> _What is expected_
Render the lines below as a numbered list, omitting any blank lines.

# Start of Source data

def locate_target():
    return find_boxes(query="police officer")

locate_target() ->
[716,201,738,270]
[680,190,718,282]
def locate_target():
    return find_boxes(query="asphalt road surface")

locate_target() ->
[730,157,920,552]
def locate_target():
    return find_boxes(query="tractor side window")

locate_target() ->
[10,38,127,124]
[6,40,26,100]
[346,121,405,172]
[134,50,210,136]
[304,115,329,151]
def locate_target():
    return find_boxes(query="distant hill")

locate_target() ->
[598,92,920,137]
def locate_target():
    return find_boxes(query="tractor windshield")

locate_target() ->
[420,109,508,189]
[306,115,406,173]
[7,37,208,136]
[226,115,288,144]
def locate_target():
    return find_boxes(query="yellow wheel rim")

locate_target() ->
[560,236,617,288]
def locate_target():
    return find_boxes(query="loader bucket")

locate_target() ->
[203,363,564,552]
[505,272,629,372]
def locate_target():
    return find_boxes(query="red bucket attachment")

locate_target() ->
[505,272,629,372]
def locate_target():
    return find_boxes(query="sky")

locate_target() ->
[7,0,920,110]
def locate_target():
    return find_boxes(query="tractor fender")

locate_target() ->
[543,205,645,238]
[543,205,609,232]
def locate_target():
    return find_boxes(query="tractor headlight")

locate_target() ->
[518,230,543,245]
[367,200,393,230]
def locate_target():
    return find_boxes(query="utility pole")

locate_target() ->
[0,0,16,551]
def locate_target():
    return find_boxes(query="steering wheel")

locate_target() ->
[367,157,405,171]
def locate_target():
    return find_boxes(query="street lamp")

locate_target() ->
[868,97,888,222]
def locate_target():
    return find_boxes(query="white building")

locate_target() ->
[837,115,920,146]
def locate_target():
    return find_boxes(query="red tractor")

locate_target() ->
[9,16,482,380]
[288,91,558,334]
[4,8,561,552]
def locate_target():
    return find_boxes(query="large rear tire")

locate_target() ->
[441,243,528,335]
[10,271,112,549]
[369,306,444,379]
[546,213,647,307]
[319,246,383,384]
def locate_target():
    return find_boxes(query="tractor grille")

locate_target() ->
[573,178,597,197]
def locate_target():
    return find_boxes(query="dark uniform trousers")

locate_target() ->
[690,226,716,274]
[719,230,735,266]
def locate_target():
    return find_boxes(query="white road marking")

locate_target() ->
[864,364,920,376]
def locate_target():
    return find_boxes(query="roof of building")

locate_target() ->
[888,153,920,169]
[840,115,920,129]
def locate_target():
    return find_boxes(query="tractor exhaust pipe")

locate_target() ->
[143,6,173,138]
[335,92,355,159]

# End of Source data

> _Solution for this problem_
1. def locate_target():
2.     return find_boxes(query="police officer")
3. locate_target() ->
4. [716,201,738,270]
5. [680,190,718,282]
6. def locate_target():
7.     return find_boxes(query="asphalt road surface")
8. locate_target() ->
9. [730,157,920,552]
10. def locate_target():
11.     return find_boxes(query="tractor side window")
12. locate_target() ->
13. [10,38,127,124]
14. [6,40,26,100]
15. [346,121,405,172]
16. [134,50,210,136]
17. [304,115,329,151]
18. def locate_target():
19.     return find_boxes(query="distant hill")
20. locate_target() ->
21. [598,92,920,137]
22. def locate_target():
23.     return find_boxes(query="tractor windshield")
24. locate_target() ->
25. [420,109,508,189]
26. [306,115,406,173]
27. [7,37,208,136]
28. [226,115,288,144]
29. def locate_target():
30.     return find_boxes(query="yellow wheel rim")
31. locate_target() ->
32. [560,236,617,288]
33. def locate_target():
34.     return find_boxes(query="loader bucket")
35. locate_target() ->
36. [203,363,564,552]
37. [505,272,629,372]
38. def locate_target():
39.     return find_boxes(query="red bucket attachment")
40. locate_target() ->
41. [505,272,629,372]
42. def locate_target():
43.     return find_boxes(query="sky")
44. locate_target() ->
45. [7,0,920,110]
46. def locate_target():
47.     return find_boxes(query="tractor fender")
48. locate_target() ->
49. [543,205,645,238]
50. [543,205,609,232]
51. def locate_target():
52.     return find_boxes(query="tractor headlight")
53. locate_target() ->
54. [518,230,543,245]
55. [367,200,393,230]
56. def locate_target():
57.     return find_boxes(query="utility pole")
58. locate_target() ->
59. [0,0,16,551]
60. def locate_target():
61.     return find_boxes(query="steering wheel")
62. locate_target() ->
63. [367,157,405,171]
64. def locate_target():
65.     return find_boxes(query="street lamp")
66. locate_target() ->
67. [868,97,888,222]
68. def locate_target():
69.     return find_boxes(query="white building")
70. locate_target() ->
71. [837,115,920,146]
72. def locate_target():
73.     return find_boxes(query="red tractor")
74. locate_target() ->
75. [9,16,482,380]
76. [288,91,558,334]
77. [4,8,561,552]
78. def locate_target():
79.     return find_boxes(query="large rear tire")
80. locate_target() ->
81. [441,243,528,335]
82. [10,271,112,549]
83. [369,306,444,379]
84. [546,213,647,307]
85. [319,246,383,384]
86. def locate_target():
87.     return find_boxes(query="tractor grille")
88. locate_target() ->
89. [573,178,597,197]
90. def locate_target():
91.     return find_boxes(query="dark uniform trousers")
92. locate_target() ->
93. [690,226,716,274]
94. [719,230,735,266]
95. def locate_target():
96.     return find_boxes(query="white road marking")
97. locate_target() ->
98. [864,364,920,376]
99. def locate_target():
100.     return find_boxes(query="roof of building")
101. locate_target() ->
102. [888,153,920,169]
103. [840,115,920,129]
104. def locate_target():
105.     return find_boxes(query="tractor exhaust pipe")
106. locate_target() ->
107. [143,6,173,138]
108. [335,92,355,159]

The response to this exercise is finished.